Do this
Count the lines in the records below that contain the string "wooden", treating uppercase and lowercase as different. Reply with only the number.

Stored rows
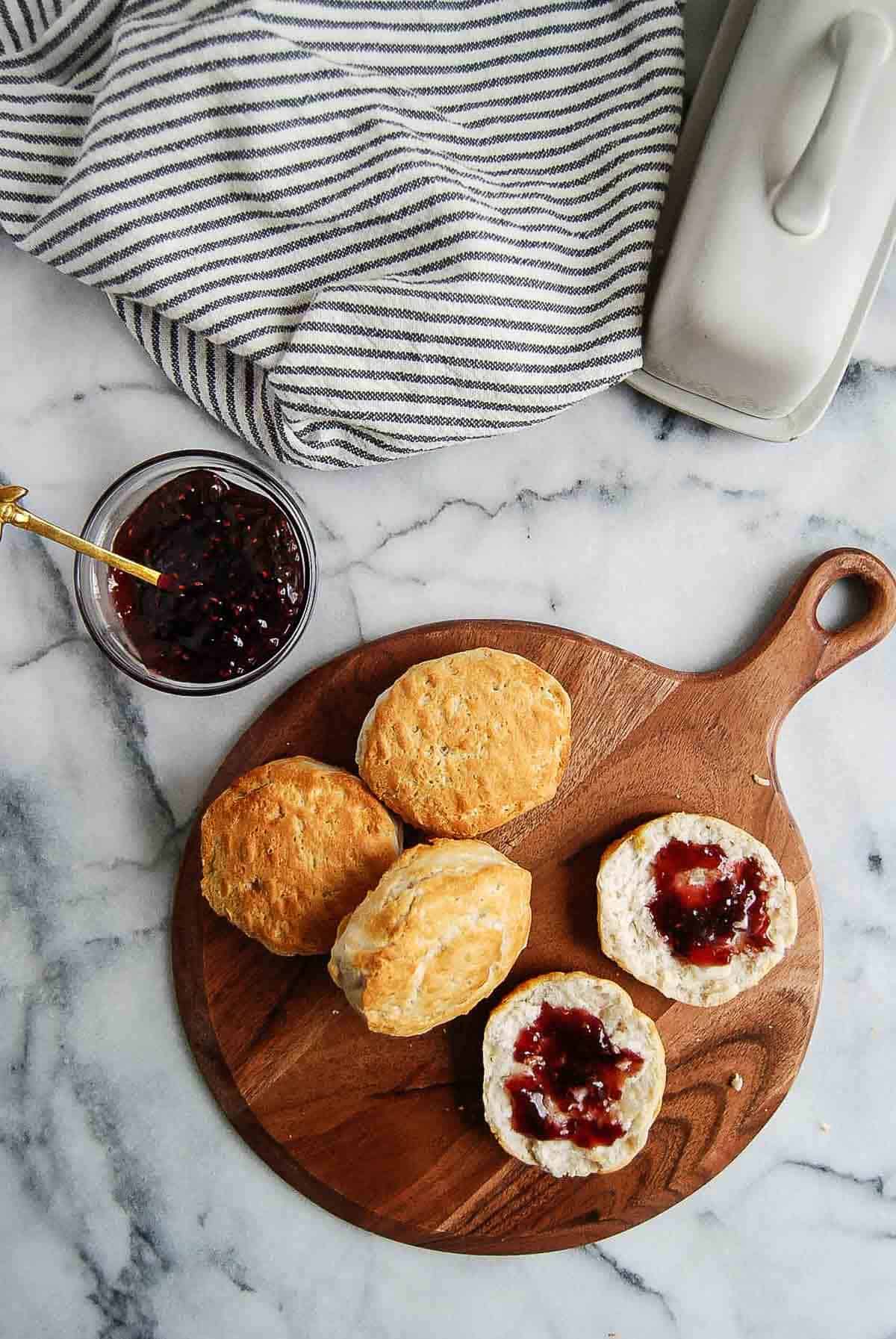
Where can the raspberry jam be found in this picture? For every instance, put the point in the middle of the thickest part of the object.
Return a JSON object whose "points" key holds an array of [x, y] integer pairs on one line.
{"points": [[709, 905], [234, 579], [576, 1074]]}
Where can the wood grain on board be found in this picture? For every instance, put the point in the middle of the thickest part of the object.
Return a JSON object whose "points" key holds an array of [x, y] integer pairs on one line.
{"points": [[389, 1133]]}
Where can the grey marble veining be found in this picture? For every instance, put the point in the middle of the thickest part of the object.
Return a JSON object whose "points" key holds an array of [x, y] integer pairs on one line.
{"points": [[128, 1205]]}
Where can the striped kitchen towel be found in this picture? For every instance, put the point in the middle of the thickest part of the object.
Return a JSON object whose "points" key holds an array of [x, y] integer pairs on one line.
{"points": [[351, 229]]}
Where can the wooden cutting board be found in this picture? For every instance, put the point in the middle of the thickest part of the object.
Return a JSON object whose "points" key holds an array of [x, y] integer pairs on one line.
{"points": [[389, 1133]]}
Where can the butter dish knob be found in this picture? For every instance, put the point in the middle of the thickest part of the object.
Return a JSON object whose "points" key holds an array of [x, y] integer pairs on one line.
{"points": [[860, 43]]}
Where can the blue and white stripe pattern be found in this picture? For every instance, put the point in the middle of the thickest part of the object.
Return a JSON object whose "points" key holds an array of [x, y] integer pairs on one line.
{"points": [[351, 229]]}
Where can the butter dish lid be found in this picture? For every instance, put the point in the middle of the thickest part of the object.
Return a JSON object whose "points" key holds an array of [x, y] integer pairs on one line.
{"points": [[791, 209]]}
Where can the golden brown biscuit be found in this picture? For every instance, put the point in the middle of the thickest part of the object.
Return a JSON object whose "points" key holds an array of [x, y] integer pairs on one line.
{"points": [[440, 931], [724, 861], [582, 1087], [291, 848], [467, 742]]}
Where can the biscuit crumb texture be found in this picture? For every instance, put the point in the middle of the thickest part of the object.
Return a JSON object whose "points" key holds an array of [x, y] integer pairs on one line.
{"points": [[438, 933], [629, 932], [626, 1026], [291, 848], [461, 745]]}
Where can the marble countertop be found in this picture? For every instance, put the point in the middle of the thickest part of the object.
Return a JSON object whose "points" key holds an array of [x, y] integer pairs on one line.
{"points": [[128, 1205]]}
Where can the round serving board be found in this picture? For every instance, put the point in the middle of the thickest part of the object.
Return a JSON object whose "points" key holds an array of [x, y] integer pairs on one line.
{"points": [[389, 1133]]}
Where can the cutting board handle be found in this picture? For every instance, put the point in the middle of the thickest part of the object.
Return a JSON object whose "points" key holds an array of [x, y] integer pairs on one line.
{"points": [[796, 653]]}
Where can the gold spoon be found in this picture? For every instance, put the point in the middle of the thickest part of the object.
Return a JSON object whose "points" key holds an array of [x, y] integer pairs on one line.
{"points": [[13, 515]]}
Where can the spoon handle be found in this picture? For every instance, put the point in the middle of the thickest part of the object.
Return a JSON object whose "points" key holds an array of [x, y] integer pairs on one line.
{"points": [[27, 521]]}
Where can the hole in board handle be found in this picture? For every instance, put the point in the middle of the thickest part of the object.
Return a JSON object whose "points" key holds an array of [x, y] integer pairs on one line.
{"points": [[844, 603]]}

* * *

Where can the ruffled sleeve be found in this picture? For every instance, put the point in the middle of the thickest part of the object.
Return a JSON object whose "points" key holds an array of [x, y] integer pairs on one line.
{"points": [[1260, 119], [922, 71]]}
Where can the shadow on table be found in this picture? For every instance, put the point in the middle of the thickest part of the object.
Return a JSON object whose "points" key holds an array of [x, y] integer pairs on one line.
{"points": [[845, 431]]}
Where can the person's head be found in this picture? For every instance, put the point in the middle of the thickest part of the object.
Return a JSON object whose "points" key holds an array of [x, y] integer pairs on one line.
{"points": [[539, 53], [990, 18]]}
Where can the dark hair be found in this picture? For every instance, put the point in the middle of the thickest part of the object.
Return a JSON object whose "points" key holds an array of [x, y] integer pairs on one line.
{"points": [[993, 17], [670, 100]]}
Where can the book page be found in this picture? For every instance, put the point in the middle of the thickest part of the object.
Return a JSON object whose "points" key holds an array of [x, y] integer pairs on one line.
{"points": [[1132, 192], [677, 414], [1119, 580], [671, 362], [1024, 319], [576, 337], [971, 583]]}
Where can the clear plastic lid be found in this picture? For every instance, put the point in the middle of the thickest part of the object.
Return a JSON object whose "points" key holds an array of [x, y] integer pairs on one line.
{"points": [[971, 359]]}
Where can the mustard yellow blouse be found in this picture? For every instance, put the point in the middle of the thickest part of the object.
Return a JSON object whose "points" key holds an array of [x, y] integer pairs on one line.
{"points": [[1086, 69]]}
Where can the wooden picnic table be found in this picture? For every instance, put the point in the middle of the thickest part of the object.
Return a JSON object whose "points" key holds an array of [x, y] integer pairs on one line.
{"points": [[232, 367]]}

Result
2